THE TASK: Which lines in the entries below contain the word "each"? Pull out every one of them, and treat uppercase and lowercase as different.

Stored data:
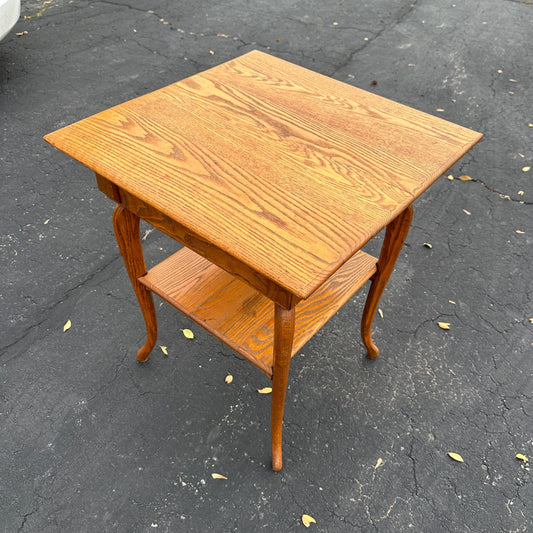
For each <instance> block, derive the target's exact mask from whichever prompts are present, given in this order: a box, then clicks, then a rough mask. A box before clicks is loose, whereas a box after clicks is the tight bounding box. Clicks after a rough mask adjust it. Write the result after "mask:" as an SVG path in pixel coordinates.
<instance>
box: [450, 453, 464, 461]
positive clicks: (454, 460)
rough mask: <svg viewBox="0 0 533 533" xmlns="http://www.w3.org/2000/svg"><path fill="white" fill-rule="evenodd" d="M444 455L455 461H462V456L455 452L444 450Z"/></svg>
mask: <svg viewBox="0 0 533 533" xmlns="http://www.w3.org/2000/svg"><path fill="white" fill-rule="evenodd" d="M446 455H448V456H449V457H451V458H452V459H453V460H454V461H457V462H458V463H464V461H463V458H462V457H461V456H460V455H459V454H458V453H455V452H446Z"/></svg>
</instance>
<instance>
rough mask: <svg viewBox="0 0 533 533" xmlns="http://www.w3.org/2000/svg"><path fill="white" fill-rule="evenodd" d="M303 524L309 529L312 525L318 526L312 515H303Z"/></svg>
mask: <svg viewBox="0 0 533 533" xmlns="http://www.w3.org/2000/svg"><path fill="white" fill-rule="evenodd" d="M302 524H303V525H304V526H305V527H309V526H310V525H311V524H316V520H315V519H314V518H313V517H312V516H311V515H308V514H303V515H302Z"/></svg>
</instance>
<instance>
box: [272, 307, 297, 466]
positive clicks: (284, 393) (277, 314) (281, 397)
mask: <svg viewBox="0 0 533 533" xmlns="http://www.w3.org/2000/svg"><path fill="white" fill-rule="evenodd" d="M294 316H295V308H294V306H293V307H291V308H290V309H285V308H283V307H281V306H280V305H278V304H275V310H274V367H273V375H272V412H271V437H272V468H273V469H274V470H275V471H276V472H278V471H279V470H281V467H282V465H283V461H282V451H281V447H282V444H281V433H282V425H283V408H284V406H285V393H286V391H287V380H288V378H289V367H290V365H291V356H292V341H293V338H294Z"/></svg>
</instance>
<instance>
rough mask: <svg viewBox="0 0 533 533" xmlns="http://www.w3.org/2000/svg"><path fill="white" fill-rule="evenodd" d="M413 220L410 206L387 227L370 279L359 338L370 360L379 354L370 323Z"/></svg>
mask: <svg viewBox="0 0 533 533" xmlns="http://www.w3.org/2000/svg"><path fill="white" fill-rule="evenodd" d="M412 219H413V206H412V205H410V206H409V207H407V208H406V209H405V210H404V211H402V212H401V213H400V214H399V215H398V216H397V217H396V218H395V219H394V220H393V221H392V222H391V223H390V224H389V225H388V226H387V230H386V232H385V239H384V240H383V246H382V247H381V253H380V254H379V259H378V263H377V272H376V274H375V275H374V277H373V278H372V285H371V286H370V290H369V291H368V296H367V298H366V303H365V309H364V311H363V317H362V319H361V336H362V337H363V343H364V345H365V346H366V349H367V355H368V357H369V358H370V359H375V358H376V357H377V356H378V354H379V349H378V347H377V346H376V345H375V344H374V343H373V342H372V322H373V320H374V315H375V314H376V310H377V308H378V304H379V300H380V298H381V295H382V294H383V290H384V289H385V286H386V285H387V281H389V277H390V275H391V274H392V271H393V269H394V264H395V263H396V259H397V258H398V255H399V253H400V250H401V249H402V246H403V243H404V242H405V238H406V237H407V233H408V231H409V226H410V225H411V220H412Z"/></svg>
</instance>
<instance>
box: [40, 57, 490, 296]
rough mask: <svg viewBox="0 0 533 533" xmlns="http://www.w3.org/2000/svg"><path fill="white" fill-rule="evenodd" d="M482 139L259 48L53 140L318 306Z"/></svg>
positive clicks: (151, 202)
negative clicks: (383, 232) (318, 300)
mask: <svg viewBox="0 0 533 533" xmlns="http://www.w3.org/2000/svg"><path fill="white" fill-rule="evenodd" d="M481 137H482V135H481V134H479V133H476V132H474V131H472V130H469V129H467V128H463V127H461V126H458V125H455V124H452V123H450V122H448V121H445V120H443V119H440V118H437V117H434V116H432V115H428V114H426V113H422V112H420V111H416V110H414V109H411V108H409V107H407V106H404V105H401V104H398V103H395V102H393V101H391V100H388V99H385V98H382V97H380V96H376V95H374V94H372V93H369V92H366V91H363V90H361V89H357V88H355V87H352V86H350V85H347V84H345V83H342V82H340V81H337V80H333V79H331V78H328V77H326V76H323V75H320V74H317V73H315V72H312V71H310V70H307V69H305V68H302V67H299V66H296V65H293V64H291V63H288V62H286V61H283V60H281V59H277V58H275V57H272V56H270V55H267V54H264V53H262V52H259V51H253V52H249V53H247V54H245V55H243V56H241V57H238V58H236V59H234V60H231V61H228V62H226V63H223V64H221V65H218V66H216V67H214V68H211V69H209V70H206V71H204V72H200V73H199V74H196V75H194V76H191V77H189V78H186V79H184V80H182V81H179V82H177V83H174V84H172V85H169V86H168V87H164V88H162V89H159V90H157V91H155V92H152V93H149V94H147V95H144V96H141V97H139V98H136V99H133V100H131V101H128V102H125V103H123V104H120V105H118V106H116V107H113V108H111V109H108V110H106V111H102V112H101V113H98V114H96V115H94V116H91V117H89V118H86V119H84V120H81V121H79V122H77V123H75V124H72V125H70V126H67V127H65V128H62V129H61V130H58V131H56V132H54V133H51V134H49V135H47V136H46V137H45V139H46V140H47V141H48V142H49V143H51V144H52V145H53V146H55V147H57V148H58V149H60V150H62V151H64V152H65V153H67V154H68V155H70V156H72V157H73V158H75V159H77V160H78V161H80V162H81V163H83V164H84V165H86V166H87V167H89V168H90V169H92V170H94V171H95V172H96V173H97V174H100V175H102V176H103V177H104V178H107V179H108V180H110V181H112V182H113V183H115V184H116V185H117V186H118V187H120V188H122V189H124V190H126V191H127V192H129V193H130V194H132V195H134V196H136V197H138V198H139V199H141V200H142V201H144V202H146V203H148V204H149V205H151V206H152V207H154V208H155V209H157V210H158V211H160V212H162V213H163V214H165V215H166V216H168V217H170V218H171V219H173V220H175V221H177V222H179V223H180V224H182V225H183V226H184V227H186V228H189V229H191V231H194V232H195V233H196V234H197V235H199V236H201V237H202V238H203V239H205V240H206V241H207V242H209V243H211V244H212V245H213V246H215V247H217V248H219V249H221V250H223V251H224V252H225V253H227V254H229V255H231V256H232V257H234V258H236V259H237V260H238V261H240V262H242V263H244V264H245V265H247V266H249V267H250V268H251V269H253V270H254V271H256V272H258V273H260V274H261V275H263V276H266V277H267V278H268V279H270V280H272V281H274V282H275V283H277V284H278V285H279V286H281V287H283V288H284V289H287V290H288V291H289V292H291V293H292V294H294V295H296V296H297V297H298V298H307V297H308V296H309V295H310V294H312V292H313V291H314V290H315V289H316V288H317V287H318V286H320V285H321V284H322V282H324V281H325V280H326V279H327V278H328V277H329V276H330V275H331V274H332V273H333V272H334V271H336V270H337V269H338V268H339V267H340V266H341V265H342V264H343V263H345V262H346V261H347V260H348V259H349V258H350V257H351V256H352V255H353V254H354V253H355V252H356V251H357V250H359V249H360V248H361V247H362V246H363V245H364V244H365V243H366V242H367V241H368V240H369V239H370V238H372V237H373V236H374V235H376V234H377V233H378V232H379V231H380V230H381V229H382V228H383V227H385V226H386V225H387V224H388V223H389V222H390V221H391V220H393V219H394V218H395V217H396V216H397V215H398V214H399V213H400V212H401V211H402V210H404V209H405V208H406V207H407V206H408V205H409V204H411V203H412V202H413V200H414V199H415V198H416V197H418V196H419V195H420V194H421V193H422V192H423V191H424V190H425V189H427V188H428V187H429V186H430V185H431V184H432V183H433V182H434V181H435V180H436V179H437V178H438V177H439V176H441V175H442V174H443V173H444V172H445V171H446V170H447V169H448V168H449V167H450V166H451V165H452V164H453V163H455V162H456V161H457V160H458V159H459V158H460V157H461V156H463V155H464V154H465V153H466V152H467V151H468V150H469V149H470V148H471V147H472V146H473V145H474V144H476V143H477V142H478V141H479V140H480V139H481Z"/></svg>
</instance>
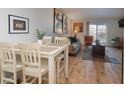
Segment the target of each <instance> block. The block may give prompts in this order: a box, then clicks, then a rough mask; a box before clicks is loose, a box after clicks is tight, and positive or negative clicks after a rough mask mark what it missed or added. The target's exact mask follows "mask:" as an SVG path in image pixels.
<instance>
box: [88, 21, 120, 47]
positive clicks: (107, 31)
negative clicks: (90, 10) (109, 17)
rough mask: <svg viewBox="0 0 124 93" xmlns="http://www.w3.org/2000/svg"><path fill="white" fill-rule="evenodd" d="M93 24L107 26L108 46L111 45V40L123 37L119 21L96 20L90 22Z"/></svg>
mask: <svg viewBox="0 0 124 93" xmlns="http://www.w3.org/2000/svg"><path fill="white" fill-rule="evenodd" d="M89 22H90V23H91V24H101V25H102V24H103V25H104V24H105V25H106V26H107V45H111V44H110V41H111V39H113V38H115V37H120V38H121V37H122V30H121V28H119V25H118V19H96V20H90V21H89Z"/></svg>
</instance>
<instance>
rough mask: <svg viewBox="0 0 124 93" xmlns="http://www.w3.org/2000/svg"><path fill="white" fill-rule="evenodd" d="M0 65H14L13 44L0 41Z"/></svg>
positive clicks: (14, 51)
mask: <svg viewBox="0 0 124 93" xmlns="http://www.w3.org/2000/svg"><path fill="white" fill-rule="evenodd" d="M0 54H1V55H0V56H1V65H4V63H9V64H13V66H15V65H16V55H15V44H12V43H0Z"/></svg>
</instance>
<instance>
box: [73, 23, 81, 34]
mask: <svg viewBox="0 0 124 93" xmlns="http://www.w3.org/2000/svg"><path fill="white" fill-rule="evenodd" d="M73 32H83V23H80V22H77V23H73Z"/></svg>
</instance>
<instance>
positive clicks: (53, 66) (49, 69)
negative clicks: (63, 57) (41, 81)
mask: <svg viewBox="0 0 124 93" xmlns="http://www.w3.org/2000/svg"><path fill="white" fill-rule="evenodd" d="M48 60H49V62H48V64H49V71H48V72H49V83H50V84H55V83H56V76H55V75H56V74H55V62H54V57H53V56H50V57H49V59H48Z"/></svg>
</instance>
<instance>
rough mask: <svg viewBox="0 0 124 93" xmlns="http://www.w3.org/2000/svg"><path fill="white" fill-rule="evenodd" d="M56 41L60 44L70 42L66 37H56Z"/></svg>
mask: <svg viewBox="0 0 124 93" xmlns="http://www.w3.org/2000/svg"><path fill="white" fill-rule="evenodd" d="M55 43H56V44H59V45H65V44H68V40H67V38H66V37H55Z"/></svg>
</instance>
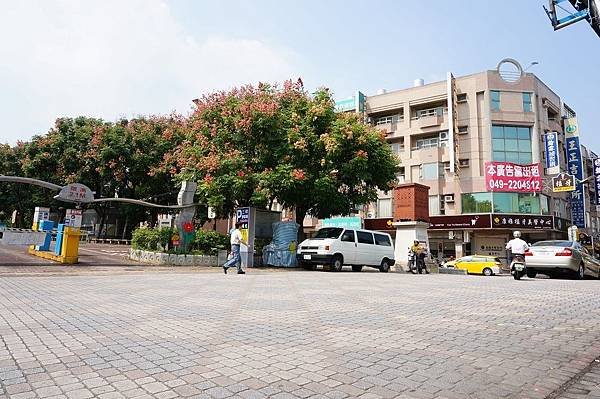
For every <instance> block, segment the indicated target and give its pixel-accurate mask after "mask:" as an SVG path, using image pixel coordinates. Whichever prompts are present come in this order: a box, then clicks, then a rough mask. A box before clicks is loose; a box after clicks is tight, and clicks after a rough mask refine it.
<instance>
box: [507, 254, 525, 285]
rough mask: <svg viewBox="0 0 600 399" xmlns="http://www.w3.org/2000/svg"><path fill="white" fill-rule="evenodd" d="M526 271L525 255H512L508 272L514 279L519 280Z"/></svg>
mask: <svg viewBox="0 0 600 399" xmlns="http://www.w3.org/2000/svg"><path fill="white" fill-rule="evenodd" d="M526 273H527V266H526V265H525V257H524V256H523V255H514V256H513V259H512V262H510V274H512V275H513V278H514V279H515V280H520V279H521V277H523V276H524V275H525V274H526Z"/></svg>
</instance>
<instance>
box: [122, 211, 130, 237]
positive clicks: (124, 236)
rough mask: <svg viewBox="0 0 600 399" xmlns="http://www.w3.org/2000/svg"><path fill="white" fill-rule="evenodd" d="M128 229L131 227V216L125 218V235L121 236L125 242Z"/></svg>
mask: <svg viewBox="0 0 600 399" xmlns="http://www.w3.org/2000/svg"><path fill="white" fill-rule="evenodd" d="M127 227H129V214H128V215H127V216H125V225H124V226H123V235H122V236H121V238H122V239H123V240H124V239H125V237H126V236H127Z"/></svg>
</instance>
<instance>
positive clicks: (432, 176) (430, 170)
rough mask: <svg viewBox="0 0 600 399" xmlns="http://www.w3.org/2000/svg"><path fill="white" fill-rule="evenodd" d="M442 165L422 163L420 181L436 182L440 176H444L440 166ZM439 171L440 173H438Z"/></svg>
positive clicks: (440, 166)
mask: <svg viewBox="0 0 600 399" xmlns="http://www.w3.org/2000/svg"><path fill="white" fill-rule="evenodd" d="M441 165H442V164H440V163H437V162H434V163H424V164H422V165H421V170H420V172H421V176H420V177H421V179H422V180H437V179H439V178H440V177H441V176H444V168H443V166H441ZM440 170H441V173H440Z"/></svg>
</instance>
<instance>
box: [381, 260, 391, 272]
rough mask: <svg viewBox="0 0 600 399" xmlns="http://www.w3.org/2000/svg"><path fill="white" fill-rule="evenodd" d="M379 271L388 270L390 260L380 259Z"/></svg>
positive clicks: (389, 269)
mask: <svg viewBox="0 0 600 399" xmlns="http://www.w3.org/2000/svg"><path fill="white" fill-rule="evenodd" d="M379 271H380V272H382V273H387V272H389V271H390V261H389V260H387V259H384V260H382V261H381V265H380V266H379Z"/></svg>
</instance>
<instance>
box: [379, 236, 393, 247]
mask: <svg viewBox="0 0 600 399" xmlns="http://www.w3.org/2000/svg"><path fill="white" fill-rule="evenodd" d="M375 244H377V245H383V246H384V247H391V246H392V242H391V241H390V237H388V236H386V235H385V234H377V233H375Z"/></svg>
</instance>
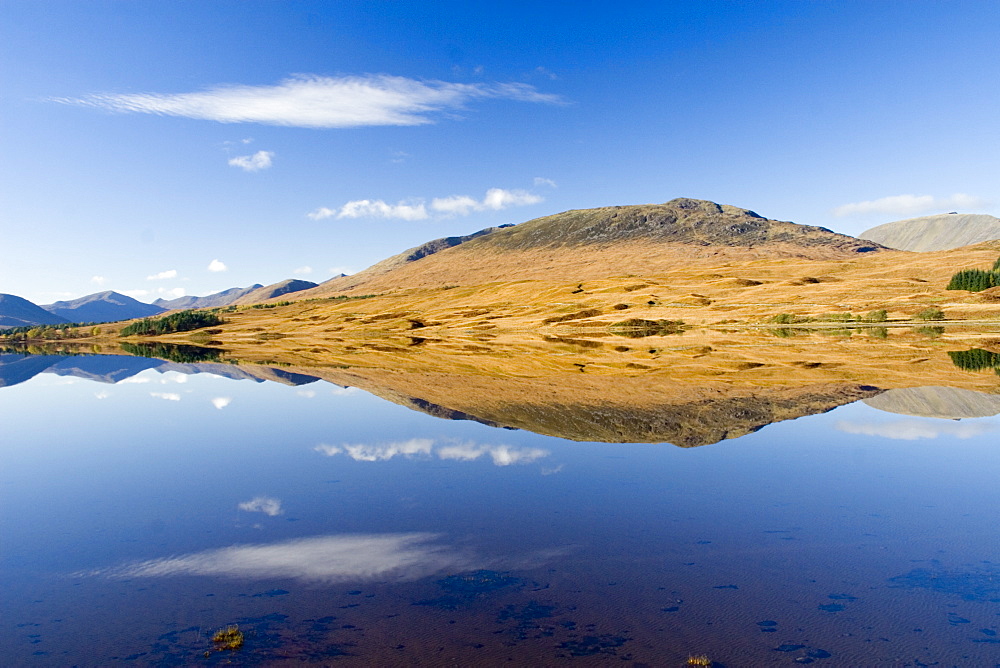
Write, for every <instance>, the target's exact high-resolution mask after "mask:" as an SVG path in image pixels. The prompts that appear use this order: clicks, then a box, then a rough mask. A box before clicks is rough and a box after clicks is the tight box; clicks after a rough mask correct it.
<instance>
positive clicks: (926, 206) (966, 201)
mask: <svg viewBox="0 0 1000 668" xmlns="http://www.w3.org/2000/svg"><path fill="white" fill-rule="evenodd" d="M987 204H988V202H987V201H986V200H984V199H981V198H979V197H974V196H972V195H966V194H964V193H955V194H954V195H952V196H951V197H939V198H937V197H934V196H932V195H893V196H891V197H883V198H881V199H875V200H868V201H865V202H852V203H850V204H844V205H842V206H838V207H837V208H836V209H834V210H833V215H835V216H841V217H842V216H855V215H863V214H870V213H881V214H889V215H898V216H907V215H909V216H913V215H917V214H920V213H928V212H931V211H947V210H949V209H978V208H981V207H983V206H986V205H987Z"/></svg>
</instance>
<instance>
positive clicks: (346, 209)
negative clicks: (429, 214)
mask: <svg viewBox="0 0 1000 668" xmlns="http://www.w3.org/2000/svg"><path fill="white" fill-rule="evenodd" d="M542 201H544V198H543V197H541V196H540V195H536V194H534V193H530V192H527V191H526V190H505V189H503V188H490V189H489V190H487V191H486V195H485V196H484V197H483V199H481V200H479V199H476V198H474V197H470V196H468V195H450V196H448V197H435V198H433V199H432V200H431V203H430V208H431V210H432V211H434V212H435V213H439V214H442V215H445V216H467V215H469V214H470V213H472V212H473V211H502V210H504V209H509V208H510V207H512V206H525V205H528V204H537V203H539V202H542ZM306 215H307V216H309V217H310V218H312V219H313V220H323V219H324V218H337V219H341V218H396V219H399V220H424V219H426V218H428V217H429V215H428V213H427V205H425V204H424V200H423V199H415V200H410V201H401V202H399V203H397V204H388V203H386V202H385V201H383V200H380V199H379V200H368V199H359V200H352V201H350V202H348V203H347V204H345V205H343V206H342V207H340V209H331V208H329V207H325V206H324V207H320V208H318V209H316V210H315V211H311V212H309V213H307V214H306Z"/></svg>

TASK RESULT:
For each <instance> block, derive the target's exact mask from whichever prompts are present, given in this order: a box, then clicks, then a rough mask. A box before clicks is loose, whereas a box after clicks is the tight bounding box. Clicks after a rough mask adjust it. Write the result after "mask:" as an SVG path in pixel coordinates.
Segment the target of each <instance> block. The block may give prompts in this order: a box, then clicks, then a rough mask; a box before clicks is loose, a box after clicks is tight, and positive or negative clicks after a rough mask mark what it missed or added. The target's exact mask follows "mask:" as an SVG path in image pixels.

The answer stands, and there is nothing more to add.